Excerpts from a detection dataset
▶

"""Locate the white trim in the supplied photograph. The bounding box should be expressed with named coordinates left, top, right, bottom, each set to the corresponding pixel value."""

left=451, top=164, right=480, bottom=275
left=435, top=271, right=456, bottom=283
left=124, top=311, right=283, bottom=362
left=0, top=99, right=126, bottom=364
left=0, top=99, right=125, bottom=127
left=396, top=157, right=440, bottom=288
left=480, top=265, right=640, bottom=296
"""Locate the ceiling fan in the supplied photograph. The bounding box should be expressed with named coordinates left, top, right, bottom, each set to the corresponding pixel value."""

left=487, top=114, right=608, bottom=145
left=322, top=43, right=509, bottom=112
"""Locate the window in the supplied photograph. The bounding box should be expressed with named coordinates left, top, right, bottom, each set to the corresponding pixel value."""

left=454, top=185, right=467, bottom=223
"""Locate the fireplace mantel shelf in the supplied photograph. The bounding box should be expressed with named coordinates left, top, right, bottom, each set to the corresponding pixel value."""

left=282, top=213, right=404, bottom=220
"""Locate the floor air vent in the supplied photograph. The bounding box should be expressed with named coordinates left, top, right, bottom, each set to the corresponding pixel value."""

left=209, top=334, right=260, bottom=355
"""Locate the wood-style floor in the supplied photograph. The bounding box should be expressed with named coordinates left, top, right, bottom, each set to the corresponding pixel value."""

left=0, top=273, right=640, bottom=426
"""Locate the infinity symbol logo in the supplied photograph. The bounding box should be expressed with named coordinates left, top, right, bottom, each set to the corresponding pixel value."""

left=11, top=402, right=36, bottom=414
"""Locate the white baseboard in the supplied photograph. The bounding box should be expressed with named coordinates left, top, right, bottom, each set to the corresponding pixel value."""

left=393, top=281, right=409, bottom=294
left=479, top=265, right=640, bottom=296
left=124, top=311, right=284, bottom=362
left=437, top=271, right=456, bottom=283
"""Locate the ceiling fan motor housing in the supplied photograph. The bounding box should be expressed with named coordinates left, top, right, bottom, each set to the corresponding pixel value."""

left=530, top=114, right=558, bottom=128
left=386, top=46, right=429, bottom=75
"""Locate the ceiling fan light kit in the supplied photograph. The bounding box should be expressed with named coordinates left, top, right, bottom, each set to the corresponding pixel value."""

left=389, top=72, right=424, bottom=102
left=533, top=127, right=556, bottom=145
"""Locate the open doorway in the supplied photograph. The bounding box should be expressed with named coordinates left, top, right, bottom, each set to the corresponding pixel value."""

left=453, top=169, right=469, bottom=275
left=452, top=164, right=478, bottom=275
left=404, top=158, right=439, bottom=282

◀

### Given request:
Format the stretch of the listing from the line containing "the wood-style floor" through the line containing "left=0, top=273, right=640, bottom=426" as a JSON list of strings, one string per line, with blank lines omitted.

### Exercise output:
[
  "\"\"\"Locate the wood-style floor in the supplied photograph. The bounding box should be expressed with named coordinates left, top, right, bottom, each set to the corresponding pixel value.\"\"\"",
  "left=0, top=273, right=640, bottom=426"
]